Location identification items
·····

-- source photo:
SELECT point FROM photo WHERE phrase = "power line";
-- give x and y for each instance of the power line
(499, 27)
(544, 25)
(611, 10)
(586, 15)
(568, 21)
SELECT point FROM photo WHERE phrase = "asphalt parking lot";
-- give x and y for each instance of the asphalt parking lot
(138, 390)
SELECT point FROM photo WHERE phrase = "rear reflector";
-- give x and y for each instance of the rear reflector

·····

Problem details
Copy out every line of the items above unchanged, except that each x and y coordinate in the answers is multiplied by 1.55 and rounded to the nearest whole number, with halves rounded up.

Expected answer
-- source photo:
SELECT point FROM photo WHERE phrase = "power line";
-- give x and y for each instance of the power line
(773, 42)
(843, 39)
(947, 16)
(908, 23)
(880, 33)
SELECT point FROM photo WHERE phrase = "asphalt parking lot";
-- give x and y for each instance of the asphalt parking lot
(214, 605)
SELECT point FROM photo WHERE phrase = "rear reflector";
-- give x and y for each instance of the rear reflector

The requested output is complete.